▸ **Records for processing**:
-.-.-
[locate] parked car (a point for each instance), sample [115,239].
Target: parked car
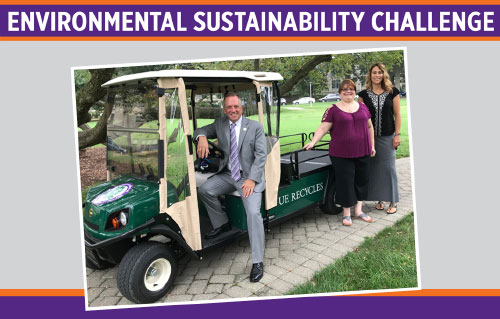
[330,97]
[304,100]
[147,216]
-.-.-
▸ **Directions**: Format each line of the listing above as a numbered list, skipping blank lines and omitting the picture.

▸ **Answer for the task**:
1. [locate] parked car (a point for each instance), sample [115,239].
2. Target: parked car
3. [330,97]
4. [304,100]
5. [147,216]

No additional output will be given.